*Directions*
Start at the top of the records below and copy them exactly to the end.

*Dataset entries*
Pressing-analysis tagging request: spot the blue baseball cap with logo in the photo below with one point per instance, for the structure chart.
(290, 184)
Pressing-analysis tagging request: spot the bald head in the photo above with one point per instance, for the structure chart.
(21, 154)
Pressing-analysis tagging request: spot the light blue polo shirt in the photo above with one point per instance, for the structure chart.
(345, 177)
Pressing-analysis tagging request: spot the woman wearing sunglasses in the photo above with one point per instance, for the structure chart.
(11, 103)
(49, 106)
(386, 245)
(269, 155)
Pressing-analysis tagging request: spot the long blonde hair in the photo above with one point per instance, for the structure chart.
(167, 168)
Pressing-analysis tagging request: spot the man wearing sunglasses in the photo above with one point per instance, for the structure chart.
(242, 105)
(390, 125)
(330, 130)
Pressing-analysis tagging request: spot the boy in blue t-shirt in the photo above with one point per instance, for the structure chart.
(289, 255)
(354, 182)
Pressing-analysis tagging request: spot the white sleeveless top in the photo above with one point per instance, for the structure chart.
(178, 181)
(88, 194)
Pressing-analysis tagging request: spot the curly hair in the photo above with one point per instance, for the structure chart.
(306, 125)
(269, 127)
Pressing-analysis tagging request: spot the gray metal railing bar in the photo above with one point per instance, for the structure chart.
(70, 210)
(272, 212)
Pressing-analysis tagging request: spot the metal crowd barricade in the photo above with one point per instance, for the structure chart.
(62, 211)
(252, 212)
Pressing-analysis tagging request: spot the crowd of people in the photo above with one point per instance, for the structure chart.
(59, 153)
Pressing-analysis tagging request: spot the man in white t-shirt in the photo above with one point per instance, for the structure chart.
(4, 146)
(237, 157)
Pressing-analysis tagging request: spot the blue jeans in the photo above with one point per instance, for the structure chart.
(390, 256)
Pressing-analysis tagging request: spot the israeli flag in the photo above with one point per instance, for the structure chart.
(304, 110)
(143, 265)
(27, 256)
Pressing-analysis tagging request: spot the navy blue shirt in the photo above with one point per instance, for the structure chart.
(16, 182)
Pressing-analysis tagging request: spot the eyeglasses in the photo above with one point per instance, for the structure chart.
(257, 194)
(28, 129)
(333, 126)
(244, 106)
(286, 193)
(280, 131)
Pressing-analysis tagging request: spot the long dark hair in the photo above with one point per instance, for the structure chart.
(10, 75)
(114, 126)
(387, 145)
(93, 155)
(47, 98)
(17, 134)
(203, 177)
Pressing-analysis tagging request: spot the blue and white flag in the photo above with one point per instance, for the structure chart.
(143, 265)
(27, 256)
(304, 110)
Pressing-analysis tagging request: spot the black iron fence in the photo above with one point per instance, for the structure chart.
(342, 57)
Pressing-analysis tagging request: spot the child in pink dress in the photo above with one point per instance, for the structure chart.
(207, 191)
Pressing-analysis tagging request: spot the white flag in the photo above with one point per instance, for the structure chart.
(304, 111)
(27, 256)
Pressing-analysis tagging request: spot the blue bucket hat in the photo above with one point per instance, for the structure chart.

*Solved problem*
Pressing-analysis tagging request: spot the blue baseball cap with logo in the photo below with one point per instance, for the structure chart.
(290, 184)
Pressing-analysis tagging request: spot the bald head in the photo above with one point per instance, for the structure chart.
(21, 154)
Pressing-analysis tagging request: spot the light blue polo shirt in the photo above with one point per instance, for the structure chart.
(345, 177)
Pressing-analysis tagging request: spot the woman wearing sunglasses in the photo above with one point per instance, for the structure chart.
(11, 103)
(49, 106)
(386, 245)
(269, 155)
Pressing-analysis tagging request: spot the long blonde hair in the photo above with one point per instance, for the structure chart.
(167, 168)
Pressing-analysis tagging request: spot the man wearing sunglasses in the photo above with one point per instance, for the structure chart.
(242, 105)
(390, 125)
(330, 130)
Pressing-analysis tagging request: spot the boy in blue t-shirt in the photo above with one point per instance, for the structure chart.
(289, 255)
(354, 182)
Pressing-analysis tagging request: spot the white sleeveless top in the photo above with one point per instance, for the structure chart.
(178, 181)
(88, 194)
Pressing-analysis tagging request: spot the curly hair in the photo above with one point per instance, for the structure chart.
(306, 125)
(269, 127)
Pressing-analysis tagging request: spot the gray metal railing bar in the photo above with one point per instance, for the structure chart.
(70, 210)
(272, 212)
Pressing-analysis tagging request: spot the metal crowd barricade in the photo above with one point per instance, for the structure chart.
(62, 211)
(252, 212)
Pressing-analysis tagging request: spot the crowd of people in the photo above with one point per instance, for the structure chart.
(59, 153)
Pressing-analysis tagging request: spot the man in white t-shirt in the photo above with one point per instance, for the structure chart.
(4, 146)
(237, 157)
Pressing-analysis tagging request: spot the blue jeans in the photo above with one point per instance, for the structure chart.
(390, 256)
Pressing-analysis tagging request: spot the israeli flag in the photo above with one point per instance, for the structure chart.
(304, 110)
(143, 265)
(27, 256)
Pressing-analysis tagging request: spot the navy blue shirt in the photo above with one point per instance, for the structure chart.
(16, 182)
Pressing-analysis tagging request: spot the eyeglasses in the photo above with one point per instance, for the structure chart.
(257, 194)
(28, 129)
(333, 126)
(244, 106)
(286, 193)
(280, 131)
Pressing-analysis tagging request: spot the long dark hair in the photo above with one point per instance, for the structure chart.
(10, 75)
(114, 126)
(387, 145)
(93, 155)
(47, 98)
(17, 134)
(203, 177)
Pressing-analysis tagging request: spot the blue and white flag in the photo above with one point per instance, for the structure chart.
(143, 265)
(27, 256)
(304, 110)
Pressing-analysis tagging request: spot the black iron fence in the photo above with one point per instance, for the structure chart.
(342, 57)
Pressing-analysis tagging request: spot the child in pink dress in the photo above with one point per instance, for the structure chart.
(207, 191)
Pressing-analysis tagging request: spot the white flag in the photo above with one point per instance, for the structure chart.
(304, 111)
(27, 256)
Pressing-analysis tagging request: spot the blue bucket hat in the photo above with one point per instance, for the structure chart.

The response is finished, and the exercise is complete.